#### Document excerpt
Powell said in prepared remarks Wednesday that the depth and length of a recession can “leave behind lasting damage” to an economy’s productivity, a hint that those inside the Fed see slim chances of a quick, V-shaped recovery. 

“The recovery may take some time to gather momentum, and the passage of time can turn liquidity problems into solvency problems,” Powell said.

Powell said household and business insolvencies and the loss of small and medium-sized businesses could “limit the strength of the recovery when it comes,” adding that the loss of jobs risks widening the skills gap depending on how long the unemployed remain without work.

Powell pointed to a Fed survey being released tomorrow that details a 40% loss of jobs among households making less than $40,000 a year.

A weak recovery, Powell said, could also harm business investment which would limit the return of jobs in a recovery.
########
#### Available data
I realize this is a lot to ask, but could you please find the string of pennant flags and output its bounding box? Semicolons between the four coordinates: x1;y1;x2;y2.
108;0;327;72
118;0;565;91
########
* [Given instruction]: From the passage on Powell's recession remarks, write out word for word the stretch that begins at the words "Powell said in" and stops after "remain without work.".

* [Response]:
Powell said in prepared remarks Wednesday that the depth and length of a recession can “leave behind lasting damage” to an economy’s productivity, a hint that those inside the Fed see slim chances of a quick, V-shaped recovery. 

“The recovery may take some time to gather momentum, and the passage of time can turn liquidity problems into solvency problems,” Powell said.

Powell said household and business insolvencies and the loss of small and medium-sized businesses could “limit the strength of the recovery when it comes,” adding that the loss of jobs risks widening the skills gap depending on how long the unemployed remain without work.